**The problem:**
Copy out all of the rows below with every "waterfall" changed to "cascade" and everything else left unchanged. Leave the pictures out.

————

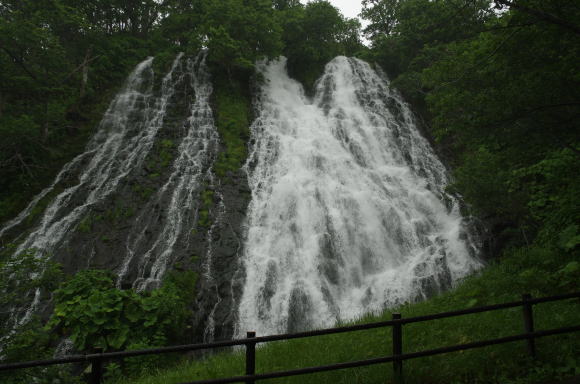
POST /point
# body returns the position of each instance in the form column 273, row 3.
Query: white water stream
column 348, row 212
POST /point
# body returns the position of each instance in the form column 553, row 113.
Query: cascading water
column 348, row 212
column 117, row 163
column 176, row 202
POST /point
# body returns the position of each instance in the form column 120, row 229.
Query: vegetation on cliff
column 497, row 88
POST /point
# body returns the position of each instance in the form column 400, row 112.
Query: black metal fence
column 397, row 359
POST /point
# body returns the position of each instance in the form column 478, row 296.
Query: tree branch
column 541, row 15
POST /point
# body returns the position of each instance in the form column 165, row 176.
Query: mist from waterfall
column 349, row 213
column 115, row 160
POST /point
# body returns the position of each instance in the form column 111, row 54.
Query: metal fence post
column 529, row 323
column 250, row 356
column 397, row 349
column 96, row 371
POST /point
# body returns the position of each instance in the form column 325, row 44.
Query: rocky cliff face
column 143, row 199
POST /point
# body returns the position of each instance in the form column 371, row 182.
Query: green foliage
column 233, row 124
column 97, row 316
column 536, row 269
column 500, row 94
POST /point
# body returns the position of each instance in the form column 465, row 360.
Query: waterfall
column 177, row 199
column 116, row 160
column 349, row 213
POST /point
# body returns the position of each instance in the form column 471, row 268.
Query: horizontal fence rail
column 527, row 302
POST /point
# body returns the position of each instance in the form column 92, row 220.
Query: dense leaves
column 98, row 316
column 501, row 91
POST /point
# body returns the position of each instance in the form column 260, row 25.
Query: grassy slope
column 534, row 270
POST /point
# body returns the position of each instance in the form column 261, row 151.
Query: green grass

————

**Solved problem:**
POST /point
# body returns the position of each instance in the form column 273, row 3.
Query: white water stream
column 348, row 212
POST /point
# body returns the position of each instance in the form column 553, row 113.
Query: cascading water
column 348, row 212
column 117, row 163
column 176, row 202
POST /point
# body returns the position of each instance in the form column 120, row 229.
Query: vegetation on cliff
column 497, row 88
POST /point
# body returns the position of each instance in the form column 400, row 112.
Query: black metal fence
column 397, row 359
POST /point
# body returns the position of each instance in the form column 478, row 296.
Query: tree branch
column 541, row 15
POST /point
# body returns the position of each instance in the form column 165, row 176.
Query: mist from cascade
column 349, row 213
column 115, row 160
POST /point
# body returns the position of each instance in the form column 111, row 54.
Query: metal fence post
column 529, row 323
column 250, row 356
column 397, row 349
column 96, row 371
POST /point
# body returns the position of each instance in the form column 325, row 44.
Query: rocky cliff face
column 143, row 199
POST /point
# body returns the position of each instance in the form column 371, row 182.
Query: green foliage
column 233, row 124
column 97, row 316
column 536, row 269
column 500, row 94
POST /point
# body returns the position of each instance in the form column 465, row 360.
Query: cascade
column 177, row 199
column 116, row 160
column 349, row 213
POST /point
# body returns the position of each instance in the form column 471, row 268.
Query: horizontal fence rail
column 527, row 302
POST /point
# body returns the position of each instance in the form column 92, row 220.
Query: dense leaves
column 98, row 316
column 501, row 91
POST /point
# body returns the position of each instance in the form column 260, row 25.
Query: grassy slope
column 534, row 270
POST /point
# body returns the position of each instance in the form column 261, row 151.
Query: green grass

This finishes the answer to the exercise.